Given exercise 1 | Do these statements agree with the T-Mobile thread? Answer yes or no for each, quoting the thread's exact deciding words: (a) johnpaint is considering a change of wireless plans. (b) JAYJAY recommends an all in one plan from T-Mobile. (c) JAYJAY describes T-Mobile's plans as over priced.
Given exercise 2 | Extend the T-Mobile thread from the point where it stops.

# T-Mobile maybe



## johnpaint (Sep 20, 2008)

I'm thinking about changing wirless plans.T-Mobile has a few new phones that can use WiFi and they also have a phone modem that works off your home internet connection where you get free home phone use with you regular phones, and also free home WiFi phone use, so I'm thinking about going with them and a new WiFi phone. Just wondered if any of you have used this kind of set up and how you liked it?


----------



## JAYJAY (Sep 13, 2008)

stay away from tmoblie. Their phones are cheap piles of plastic you get from the quarter dispensers outside of high class eating establishments! Their service coverage is marginal and their plans are over priced. Sprint is the only way to fly. Get their all in one plan, and then get a phone that you can use more than a week without having to get a new one.


----------



## JNLP (Dec 13, 2007)

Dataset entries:

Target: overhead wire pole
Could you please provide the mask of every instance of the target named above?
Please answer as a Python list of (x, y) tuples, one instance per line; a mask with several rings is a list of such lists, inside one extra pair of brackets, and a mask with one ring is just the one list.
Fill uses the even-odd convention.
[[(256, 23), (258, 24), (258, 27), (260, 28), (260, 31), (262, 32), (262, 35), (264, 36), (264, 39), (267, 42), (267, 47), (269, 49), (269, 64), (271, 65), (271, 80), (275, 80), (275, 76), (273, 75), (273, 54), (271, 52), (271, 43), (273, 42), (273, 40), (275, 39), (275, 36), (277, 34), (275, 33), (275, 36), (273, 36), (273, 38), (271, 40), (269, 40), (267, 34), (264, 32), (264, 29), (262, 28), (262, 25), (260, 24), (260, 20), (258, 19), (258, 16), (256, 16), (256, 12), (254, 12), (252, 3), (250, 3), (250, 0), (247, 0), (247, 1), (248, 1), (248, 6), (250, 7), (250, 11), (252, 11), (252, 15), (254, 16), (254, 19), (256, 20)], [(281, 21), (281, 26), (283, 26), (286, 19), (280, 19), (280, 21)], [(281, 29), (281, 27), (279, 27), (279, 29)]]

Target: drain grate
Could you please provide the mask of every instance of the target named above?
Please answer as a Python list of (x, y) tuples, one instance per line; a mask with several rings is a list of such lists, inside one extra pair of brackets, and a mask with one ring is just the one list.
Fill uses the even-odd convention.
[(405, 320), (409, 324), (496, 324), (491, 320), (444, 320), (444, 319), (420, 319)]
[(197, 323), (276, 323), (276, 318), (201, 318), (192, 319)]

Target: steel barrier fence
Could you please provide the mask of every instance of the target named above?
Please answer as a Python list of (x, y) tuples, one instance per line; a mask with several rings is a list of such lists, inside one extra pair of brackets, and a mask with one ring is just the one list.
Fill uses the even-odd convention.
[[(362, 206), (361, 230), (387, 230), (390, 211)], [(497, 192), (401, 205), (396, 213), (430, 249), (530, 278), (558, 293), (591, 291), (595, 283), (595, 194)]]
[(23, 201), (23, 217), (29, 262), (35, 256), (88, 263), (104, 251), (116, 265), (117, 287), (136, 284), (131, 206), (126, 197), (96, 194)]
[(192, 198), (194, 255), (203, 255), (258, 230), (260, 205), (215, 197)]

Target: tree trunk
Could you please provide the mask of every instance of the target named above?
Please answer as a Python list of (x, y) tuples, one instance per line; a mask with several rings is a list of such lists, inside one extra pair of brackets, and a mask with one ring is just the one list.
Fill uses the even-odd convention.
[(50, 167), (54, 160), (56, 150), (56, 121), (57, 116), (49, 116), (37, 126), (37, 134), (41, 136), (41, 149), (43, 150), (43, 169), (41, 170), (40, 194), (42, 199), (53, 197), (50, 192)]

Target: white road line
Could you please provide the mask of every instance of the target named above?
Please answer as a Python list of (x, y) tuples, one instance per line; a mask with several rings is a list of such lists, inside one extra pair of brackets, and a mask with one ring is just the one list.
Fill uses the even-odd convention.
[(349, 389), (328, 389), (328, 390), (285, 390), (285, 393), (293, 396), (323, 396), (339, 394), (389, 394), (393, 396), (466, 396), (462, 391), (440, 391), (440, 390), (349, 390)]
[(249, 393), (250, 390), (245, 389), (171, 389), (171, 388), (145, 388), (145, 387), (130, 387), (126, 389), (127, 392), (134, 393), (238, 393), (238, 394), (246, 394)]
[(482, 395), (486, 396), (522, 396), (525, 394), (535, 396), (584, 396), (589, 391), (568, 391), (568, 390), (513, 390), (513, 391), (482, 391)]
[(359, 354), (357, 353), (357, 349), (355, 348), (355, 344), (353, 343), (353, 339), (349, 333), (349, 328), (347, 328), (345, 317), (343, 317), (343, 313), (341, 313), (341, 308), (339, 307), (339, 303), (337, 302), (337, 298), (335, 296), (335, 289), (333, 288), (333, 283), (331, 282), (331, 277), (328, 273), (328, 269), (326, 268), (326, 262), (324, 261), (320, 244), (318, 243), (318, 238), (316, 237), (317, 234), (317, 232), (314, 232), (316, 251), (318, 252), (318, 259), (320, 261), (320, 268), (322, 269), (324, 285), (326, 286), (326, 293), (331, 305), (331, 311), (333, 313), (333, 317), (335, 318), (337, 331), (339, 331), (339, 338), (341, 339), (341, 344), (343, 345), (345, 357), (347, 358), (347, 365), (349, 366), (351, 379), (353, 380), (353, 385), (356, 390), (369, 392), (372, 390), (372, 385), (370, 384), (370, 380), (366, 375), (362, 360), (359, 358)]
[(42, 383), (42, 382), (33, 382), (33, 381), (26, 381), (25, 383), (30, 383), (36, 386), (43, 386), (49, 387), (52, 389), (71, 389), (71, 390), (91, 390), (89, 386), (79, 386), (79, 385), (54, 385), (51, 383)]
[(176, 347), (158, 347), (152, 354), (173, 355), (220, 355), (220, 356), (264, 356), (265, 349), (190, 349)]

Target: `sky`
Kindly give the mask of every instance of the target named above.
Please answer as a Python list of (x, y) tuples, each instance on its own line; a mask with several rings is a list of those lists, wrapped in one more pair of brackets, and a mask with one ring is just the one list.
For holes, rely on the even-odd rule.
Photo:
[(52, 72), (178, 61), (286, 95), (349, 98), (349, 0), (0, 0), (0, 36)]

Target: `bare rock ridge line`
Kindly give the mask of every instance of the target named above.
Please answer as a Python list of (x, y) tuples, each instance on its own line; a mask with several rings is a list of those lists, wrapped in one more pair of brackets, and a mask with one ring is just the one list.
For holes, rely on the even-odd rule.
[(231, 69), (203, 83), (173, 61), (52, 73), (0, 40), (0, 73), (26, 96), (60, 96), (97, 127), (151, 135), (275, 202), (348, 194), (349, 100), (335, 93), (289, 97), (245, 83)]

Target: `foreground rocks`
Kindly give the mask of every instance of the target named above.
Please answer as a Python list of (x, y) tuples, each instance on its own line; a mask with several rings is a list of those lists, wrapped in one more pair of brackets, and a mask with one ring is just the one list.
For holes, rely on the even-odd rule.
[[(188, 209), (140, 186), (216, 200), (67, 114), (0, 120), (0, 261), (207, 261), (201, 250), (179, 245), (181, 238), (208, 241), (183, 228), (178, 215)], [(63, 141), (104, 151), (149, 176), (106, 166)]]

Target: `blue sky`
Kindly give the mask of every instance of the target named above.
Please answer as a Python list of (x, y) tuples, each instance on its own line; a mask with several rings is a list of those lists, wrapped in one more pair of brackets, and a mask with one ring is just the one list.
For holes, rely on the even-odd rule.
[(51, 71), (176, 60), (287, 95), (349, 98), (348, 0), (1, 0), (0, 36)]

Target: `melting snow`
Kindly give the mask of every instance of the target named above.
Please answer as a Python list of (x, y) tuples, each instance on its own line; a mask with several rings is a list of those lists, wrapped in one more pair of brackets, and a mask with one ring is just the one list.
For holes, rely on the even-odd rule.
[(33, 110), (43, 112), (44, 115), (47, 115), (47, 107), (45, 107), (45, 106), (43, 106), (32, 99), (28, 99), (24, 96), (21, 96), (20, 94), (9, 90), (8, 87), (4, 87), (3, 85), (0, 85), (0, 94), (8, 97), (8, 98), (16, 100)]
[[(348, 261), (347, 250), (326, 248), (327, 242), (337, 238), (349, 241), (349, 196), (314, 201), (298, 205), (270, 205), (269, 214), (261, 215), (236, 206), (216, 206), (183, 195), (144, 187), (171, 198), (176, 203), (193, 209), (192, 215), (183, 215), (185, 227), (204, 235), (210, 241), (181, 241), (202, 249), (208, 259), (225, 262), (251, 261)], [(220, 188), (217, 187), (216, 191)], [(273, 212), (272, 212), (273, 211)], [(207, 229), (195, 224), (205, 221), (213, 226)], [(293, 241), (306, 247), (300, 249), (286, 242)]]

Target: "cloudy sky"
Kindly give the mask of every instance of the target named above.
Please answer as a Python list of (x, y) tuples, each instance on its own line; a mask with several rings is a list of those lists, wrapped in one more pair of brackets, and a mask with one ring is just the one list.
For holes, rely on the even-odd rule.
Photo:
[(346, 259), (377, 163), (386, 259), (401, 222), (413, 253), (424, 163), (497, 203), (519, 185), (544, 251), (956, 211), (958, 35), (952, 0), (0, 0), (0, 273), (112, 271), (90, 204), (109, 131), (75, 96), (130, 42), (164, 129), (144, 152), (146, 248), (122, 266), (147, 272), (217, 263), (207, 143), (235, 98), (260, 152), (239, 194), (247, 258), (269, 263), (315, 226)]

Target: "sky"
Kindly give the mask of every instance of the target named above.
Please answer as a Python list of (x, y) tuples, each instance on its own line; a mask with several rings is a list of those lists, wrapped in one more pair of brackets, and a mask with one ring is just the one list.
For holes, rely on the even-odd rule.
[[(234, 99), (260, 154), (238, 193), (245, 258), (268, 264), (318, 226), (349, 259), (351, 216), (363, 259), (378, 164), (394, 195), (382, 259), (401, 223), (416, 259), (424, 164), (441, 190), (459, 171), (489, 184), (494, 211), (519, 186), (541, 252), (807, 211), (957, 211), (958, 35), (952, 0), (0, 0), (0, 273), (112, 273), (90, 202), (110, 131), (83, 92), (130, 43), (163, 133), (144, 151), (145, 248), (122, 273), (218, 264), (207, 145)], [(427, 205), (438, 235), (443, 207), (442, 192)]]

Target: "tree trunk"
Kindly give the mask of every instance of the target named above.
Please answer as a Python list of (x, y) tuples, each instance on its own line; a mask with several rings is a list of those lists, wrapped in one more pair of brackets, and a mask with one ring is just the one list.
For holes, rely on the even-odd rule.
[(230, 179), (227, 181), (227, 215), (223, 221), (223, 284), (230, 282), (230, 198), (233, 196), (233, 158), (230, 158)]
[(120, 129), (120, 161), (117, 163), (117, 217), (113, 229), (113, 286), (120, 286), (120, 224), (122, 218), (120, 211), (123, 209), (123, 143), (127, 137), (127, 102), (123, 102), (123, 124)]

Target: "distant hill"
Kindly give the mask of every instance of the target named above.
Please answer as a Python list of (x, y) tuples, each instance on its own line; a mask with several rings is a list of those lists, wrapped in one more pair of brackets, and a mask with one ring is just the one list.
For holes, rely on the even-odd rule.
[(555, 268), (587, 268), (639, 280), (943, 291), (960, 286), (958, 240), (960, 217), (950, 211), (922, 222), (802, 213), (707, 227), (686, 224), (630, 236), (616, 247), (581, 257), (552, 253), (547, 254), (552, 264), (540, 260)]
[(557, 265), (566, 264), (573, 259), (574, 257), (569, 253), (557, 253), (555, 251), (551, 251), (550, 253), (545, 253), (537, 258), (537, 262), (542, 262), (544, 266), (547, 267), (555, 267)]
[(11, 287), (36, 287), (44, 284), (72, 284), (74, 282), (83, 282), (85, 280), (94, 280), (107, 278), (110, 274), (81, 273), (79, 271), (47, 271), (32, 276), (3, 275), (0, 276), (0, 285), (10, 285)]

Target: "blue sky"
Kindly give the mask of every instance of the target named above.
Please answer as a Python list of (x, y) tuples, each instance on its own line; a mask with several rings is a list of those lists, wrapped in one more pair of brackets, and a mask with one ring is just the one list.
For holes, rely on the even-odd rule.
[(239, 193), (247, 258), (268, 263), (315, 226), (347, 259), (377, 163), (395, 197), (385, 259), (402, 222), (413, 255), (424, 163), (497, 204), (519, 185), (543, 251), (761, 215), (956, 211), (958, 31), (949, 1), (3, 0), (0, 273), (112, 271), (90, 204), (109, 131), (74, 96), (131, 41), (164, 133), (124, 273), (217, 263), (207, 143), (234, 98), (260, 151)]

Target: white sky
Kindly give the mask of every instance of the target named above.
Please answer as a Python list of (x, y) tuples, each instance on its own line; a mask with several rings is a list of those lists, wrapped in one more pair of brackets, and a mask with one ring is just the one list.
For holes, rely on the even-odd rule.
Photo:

Expected answer 1 |
(a) Yes: "I'm thinking about changing wirless plans."
(b) No: "Sprint is the only way to fly. Get their all in one plan"
(c) Yes: "their plans are over priced."

Expected answer 2 |
Wife had T-Mobile, and the service sucked around here. Also had Sprint & it too sucks around here. Verizon has been the best with minimum break ups, dropped calls, and actually working in my house. I guess it depends on what works well where you live.


----------



## MAK-Deco (Apr 17, 2007)

Sprint is one phone call away from going under... they're no good..


----------



## Bender (Aug 10, 2008)

I suppose the grass is always greener on the other side but
We had tmobile for 9 years with pretty good results. Then I had 2 phones go bad within 3 months. The 3rd phone was some POS they told me was the replacement phone. I told them it was unacceptable, they said too bad and would not let me out of my contract. So I had to pay 200.00 to get out and switched to AT&T.
AT&T's service sux. I got a blackberry because I liked what it could do. But they don't tell you you have to pay an extra 35.00 a month to blackberry to be able to use most of its features. Little things like sending pictures Whadda crock. So next is verizon


----------



## MAK-Deco (Apr 17, 2007)

I have ATT and yes they told me right off the bat that you need the interent package to use most of the phones feature... But a Blackberry is consider a pda phone so you should know that is expected on that kind of phone...

I have been with ATT since it was cellar one, then cingular... Do I rate it the best ever no but it gets the job done. I belive that all carriers have there issues.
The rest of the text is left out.